Which lines of the listing below contain the string "dark"? List every one of them in full.

**DATA FOR THIS TASK:**

⟨

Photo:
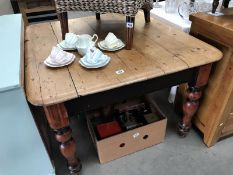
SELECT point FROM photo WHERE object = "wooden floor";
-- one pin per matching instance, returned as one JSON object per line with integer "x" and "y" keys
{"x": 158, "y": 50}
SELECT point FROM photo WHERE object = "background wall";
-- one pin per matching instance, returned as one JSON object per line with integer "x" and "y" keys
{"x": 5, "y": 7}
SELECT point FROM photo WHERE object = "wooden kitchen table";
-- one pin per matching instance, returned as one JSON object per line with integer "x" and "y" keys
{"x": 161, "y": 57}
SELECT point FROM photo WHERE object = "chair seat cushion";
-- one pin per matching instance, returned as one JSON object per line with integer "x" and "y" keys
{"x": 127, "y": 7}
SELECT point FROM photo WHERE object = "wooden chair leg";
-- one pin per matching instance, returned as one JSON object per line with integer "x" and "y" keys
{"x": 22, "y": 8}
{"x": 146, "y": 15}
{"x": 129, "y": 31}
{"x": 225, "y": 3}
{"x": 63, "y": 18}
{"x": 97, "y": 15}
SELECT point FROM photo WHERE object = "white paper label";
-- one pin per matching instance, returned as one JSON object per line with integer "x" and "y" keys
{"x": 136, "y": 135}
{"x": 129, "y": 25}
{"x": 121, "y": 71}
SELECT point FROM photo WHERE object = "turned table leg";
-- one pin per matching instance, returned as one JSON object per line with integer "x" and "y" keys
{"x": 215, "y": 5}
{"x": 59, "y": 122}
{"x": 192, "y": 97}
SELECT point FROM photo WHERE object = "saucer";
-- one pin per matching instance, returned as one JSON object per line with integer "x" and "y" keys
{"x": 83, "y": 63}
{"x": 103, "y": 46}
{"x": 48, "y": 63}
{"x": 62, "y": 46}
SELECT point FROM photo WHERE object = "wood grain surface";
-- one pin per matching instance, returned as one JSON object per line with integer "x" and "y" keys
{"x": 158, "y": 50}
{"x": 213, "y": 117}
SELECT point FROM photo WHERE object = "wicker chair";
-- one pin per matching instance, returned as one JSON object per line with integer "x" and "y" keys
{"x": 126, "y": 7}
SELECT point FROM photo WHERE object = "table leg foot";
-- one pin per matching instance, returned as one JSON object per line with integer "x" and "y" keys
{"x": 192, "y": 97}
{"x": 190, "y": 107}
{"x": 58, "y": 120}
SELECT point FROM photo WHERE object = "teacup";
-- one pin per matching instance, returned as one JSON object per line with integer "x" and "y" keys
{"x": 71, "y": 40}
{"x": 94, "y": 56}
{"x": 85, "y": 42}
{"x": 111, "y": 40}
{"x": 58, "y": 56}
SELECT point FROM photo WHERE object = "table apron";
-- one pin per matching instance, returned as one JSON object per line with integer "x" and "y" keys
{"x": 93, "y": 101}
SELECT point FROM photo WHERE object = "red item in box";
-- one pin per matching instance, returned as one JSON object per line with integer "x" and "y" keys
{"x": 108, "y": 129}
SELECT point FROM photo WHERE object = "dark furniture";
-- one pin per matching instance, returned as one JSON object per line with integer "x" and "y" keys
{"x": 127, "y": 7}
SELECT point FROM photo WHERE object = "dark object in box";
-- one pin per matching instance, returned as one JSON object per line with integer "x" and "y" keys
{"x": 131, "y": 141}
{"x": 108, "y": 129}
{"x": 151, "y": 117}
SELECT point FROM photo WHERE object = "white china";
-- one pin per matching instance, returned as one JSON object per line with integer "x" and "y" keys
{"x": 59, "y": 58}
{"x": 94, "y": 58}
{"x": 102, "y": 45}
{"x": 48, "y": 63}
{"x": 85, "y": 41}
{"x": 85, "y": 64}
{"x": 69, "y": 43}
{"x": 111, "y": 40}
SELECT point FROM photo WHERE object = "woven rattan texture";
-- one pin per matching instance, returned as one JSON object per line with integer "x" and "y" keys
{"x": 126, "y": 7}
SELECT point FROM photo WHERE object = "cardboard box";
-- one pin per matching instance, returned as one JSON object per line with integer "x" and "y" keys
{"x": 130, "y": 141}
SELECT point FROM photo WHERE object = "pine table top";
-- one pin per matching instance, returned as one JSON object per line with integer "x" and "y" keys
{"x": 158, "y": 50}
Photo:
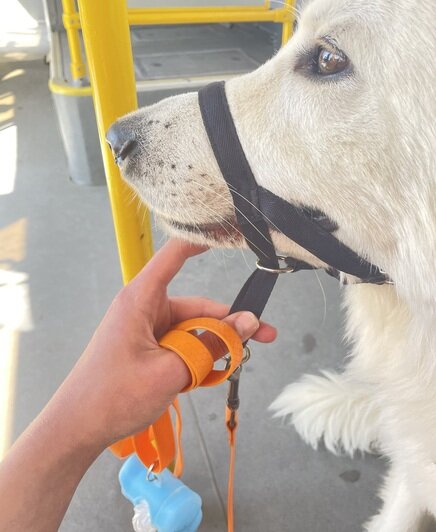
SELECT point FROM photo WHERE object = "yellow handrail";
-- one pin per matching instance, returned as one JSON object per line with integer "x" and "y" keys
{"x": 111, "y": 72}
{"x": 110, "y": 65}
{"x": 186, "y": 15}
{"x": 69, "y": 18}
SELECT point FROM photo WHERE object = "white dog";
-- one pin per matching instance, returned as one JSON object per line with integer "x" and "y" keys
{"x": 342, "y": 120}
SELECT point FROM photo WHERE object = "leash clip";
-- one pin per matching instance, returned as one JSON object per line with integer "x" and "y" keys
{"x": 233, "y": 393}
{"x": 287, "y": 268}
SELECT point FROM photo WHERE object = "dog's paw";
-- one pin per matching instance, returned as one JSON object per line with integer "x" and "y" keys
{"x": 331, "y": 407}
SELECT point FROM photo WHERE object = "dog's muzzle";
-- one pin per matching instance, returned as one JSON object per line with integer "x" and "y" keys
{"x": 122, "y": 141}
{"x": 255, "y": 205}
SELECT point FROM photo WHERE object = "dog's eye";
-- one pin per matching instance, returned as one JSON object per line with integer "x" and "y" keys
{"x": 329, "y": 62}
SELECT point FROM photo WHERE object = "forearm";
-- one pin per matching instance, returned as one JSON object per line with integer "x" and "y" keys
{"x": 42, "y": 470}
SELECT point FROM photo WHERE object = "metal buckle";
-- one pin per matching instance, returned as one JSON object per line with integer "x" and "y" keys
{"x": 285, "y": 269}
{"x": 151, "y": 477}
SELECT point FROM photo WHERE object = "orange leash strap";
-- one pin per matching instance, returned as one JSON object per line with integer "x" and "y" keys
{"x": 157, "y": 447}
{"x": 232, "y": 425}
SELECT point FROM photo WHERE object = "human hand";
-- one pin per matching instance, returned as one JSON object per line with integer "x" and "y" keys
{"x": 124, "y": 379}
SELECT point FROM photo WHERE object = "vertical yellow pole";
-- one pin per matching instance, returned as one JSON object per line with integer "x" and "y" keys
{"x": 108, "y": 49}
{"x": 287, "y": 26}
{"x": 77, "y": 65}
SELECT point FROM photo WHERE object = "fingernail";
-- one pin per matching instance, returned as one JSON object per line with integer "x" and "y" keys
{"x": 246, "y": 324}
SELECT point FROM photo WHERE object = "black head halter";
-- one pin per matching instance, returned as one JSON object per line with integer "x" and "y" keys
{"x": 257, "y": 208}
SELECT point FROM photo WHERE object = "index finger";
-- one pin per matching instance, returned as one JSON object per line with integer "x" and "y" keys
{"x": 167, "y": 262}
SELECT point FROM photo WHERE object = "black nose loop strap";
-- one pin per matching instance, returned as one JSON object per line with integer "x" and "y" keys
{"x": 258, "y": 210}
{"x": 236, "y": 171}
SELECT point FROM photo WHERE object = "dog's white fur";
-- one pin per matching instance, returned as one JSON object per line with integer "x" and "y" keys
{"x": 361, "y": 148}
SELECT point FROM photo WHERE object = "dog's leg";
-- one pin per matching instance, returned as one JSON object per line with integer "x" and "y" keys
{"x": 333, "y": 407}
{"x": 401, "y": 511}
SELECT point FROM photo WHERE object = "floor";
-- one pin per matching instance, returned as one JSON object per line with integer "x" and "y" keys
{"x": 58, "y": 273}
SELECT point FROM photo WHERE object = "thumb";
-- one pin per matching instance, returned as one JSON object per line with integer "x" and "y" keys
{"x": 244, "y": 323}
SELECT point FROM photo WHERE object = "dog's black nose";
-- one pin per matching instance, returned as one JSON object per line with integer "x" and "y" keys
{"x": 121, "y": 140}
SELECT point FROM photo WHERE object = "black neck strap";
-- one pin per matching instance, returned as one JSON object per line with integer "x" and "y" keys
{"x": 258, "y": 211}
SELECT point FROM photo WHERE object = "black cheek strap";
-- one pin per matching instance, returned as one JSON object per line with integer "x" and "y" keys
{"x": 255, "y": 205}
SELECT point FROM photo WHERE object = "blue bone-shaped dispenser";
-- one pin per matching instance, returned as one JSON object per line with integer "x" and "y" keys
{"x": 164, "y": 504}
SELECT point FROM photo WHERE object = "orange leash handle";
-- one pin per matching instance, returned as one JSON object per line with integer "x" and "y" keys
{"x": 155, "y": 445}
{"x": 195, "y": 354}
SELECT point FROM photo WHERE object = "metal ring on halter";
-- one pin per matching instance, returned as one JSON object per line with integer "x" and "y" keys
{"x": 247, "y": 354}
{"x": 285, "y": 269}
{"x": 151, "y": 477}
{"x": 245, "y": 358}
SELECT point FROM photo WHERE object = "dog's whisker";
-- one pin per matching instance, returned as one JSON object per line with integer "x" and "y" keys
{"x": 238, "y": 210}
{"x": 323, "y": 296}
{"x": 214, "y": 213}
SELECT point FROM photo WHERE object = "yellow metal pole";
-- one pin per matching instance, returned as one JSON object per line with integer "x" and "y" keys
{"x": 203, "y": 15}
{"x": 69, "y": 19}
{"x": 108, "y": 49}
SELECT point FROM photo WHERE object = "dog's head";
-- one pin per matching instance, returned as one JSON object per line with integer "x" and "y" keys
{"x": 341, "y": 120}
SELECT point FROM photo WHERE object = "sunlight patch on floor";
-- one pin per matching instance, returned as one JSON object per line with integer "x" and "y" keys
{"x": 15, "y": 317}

⟩
⟨

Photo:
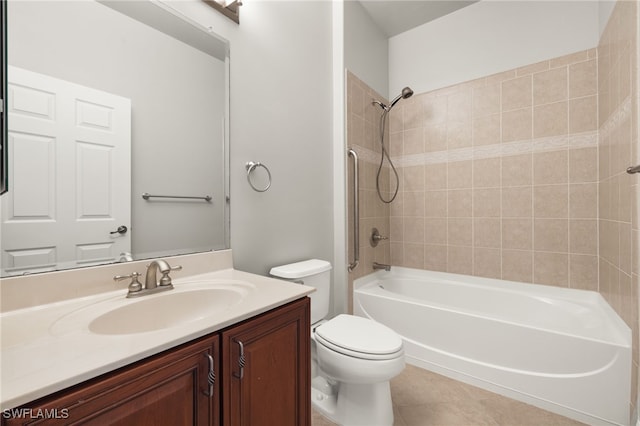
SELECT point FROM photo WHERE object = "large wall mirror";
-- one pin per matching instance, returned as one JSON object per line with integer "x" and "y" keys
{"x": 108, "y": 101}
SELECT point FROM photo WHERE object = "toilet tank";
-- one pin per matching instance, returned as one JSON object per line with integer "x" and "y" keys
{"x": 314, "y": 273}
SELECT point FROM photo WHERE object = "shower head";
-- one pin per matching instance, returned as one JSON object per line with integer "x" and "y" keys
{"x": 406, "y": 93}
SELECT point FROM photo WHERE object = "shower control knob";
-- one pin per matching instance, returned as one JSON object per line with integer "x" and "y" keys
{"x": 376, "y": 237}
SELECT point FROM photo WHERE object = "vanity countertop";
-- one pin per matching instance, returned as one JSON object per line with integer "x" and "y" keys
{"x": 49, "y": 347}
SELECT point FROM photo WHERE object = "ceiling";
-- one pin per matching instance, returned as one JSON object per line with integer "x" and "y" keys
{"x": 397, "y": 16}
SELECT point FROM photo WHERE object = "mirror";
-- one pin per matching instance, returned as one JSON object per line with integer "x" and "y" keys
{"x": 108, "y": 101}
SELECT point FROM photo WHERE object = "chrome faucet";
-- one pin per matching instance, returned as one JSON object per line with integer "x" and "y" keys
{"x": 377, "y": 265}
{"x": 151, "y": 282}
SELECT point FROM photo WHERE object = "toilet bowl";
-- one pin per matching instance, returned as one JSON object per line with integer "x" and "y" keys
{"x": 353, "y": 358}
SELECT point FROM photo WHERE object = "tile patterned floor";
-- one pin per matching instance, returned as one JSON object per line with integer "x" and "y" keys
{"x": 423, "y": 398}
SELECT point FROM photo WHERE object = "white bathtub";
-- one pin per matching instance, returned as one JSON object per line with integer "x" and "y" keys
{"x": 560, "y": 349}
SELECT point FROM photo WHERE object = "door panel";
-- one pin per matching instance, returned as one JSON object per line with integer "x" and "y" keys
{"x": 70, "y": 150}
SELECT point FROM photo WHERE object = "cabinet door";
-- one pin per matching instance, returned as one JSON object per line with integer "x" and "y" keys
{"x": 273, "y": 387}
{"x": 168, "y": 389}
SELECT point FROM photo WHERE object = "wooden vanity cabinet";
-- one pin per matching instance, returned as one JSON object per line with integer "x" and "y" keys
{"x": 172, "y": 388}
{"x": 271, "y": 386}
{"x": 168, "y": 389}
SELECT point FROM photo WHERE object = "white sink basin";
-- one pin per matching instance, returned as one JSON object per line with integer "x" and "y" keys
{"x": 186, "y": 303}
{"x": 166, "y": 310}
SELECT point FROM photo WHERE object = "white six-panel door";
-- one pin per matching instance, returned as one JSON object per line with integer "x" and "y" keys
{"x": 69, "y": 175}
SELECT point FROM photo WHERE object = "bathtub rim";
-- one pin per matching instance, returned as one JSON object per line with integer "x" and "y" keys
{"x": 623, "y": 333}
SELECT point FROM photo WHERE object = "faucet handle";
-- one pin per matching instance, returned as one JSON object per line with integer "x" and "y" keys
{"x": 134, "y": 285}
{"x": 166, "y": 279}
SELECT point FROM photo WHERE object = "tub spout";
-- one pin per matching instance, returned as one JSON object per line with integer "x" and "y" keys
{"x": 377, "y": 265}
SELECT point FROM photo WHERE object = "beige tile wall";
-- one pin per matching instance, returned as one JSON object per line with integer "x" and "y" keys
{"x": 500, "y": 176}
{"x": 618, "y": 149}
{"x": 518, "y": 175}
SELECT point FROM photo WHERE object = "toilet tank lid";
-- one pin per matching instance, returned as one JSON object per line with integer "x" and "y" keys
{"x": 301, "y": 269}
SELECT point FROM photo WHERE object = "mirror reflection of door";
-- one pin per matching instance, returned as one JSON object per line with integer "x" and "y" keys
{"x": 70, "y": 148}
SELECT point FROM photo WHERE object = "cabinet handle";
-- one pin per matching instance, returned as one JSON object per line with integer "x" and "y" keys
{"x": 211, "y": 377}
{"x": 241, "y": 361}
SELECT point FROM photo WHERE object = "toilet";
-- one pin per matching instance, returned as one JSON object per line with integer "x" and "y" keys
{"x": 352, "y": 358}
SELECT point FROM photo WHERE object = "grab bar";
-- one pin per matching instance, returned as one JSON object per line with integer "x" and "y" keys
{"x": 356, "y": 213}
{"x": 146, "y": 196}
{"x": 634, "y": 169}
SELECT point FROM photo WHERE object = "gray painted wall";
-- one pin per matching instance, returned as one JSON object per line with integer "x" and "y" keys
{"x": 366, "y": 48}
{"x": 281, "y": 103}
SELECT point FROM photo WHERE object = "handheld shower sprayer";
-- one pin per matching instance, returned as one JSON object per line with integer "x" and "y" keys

⟩

**WRITTEN ANSWER:**
SELECT point FROM photo WHERE object = "dark furniture";
SELECT point FROM photo WHERE object = "dark object in box";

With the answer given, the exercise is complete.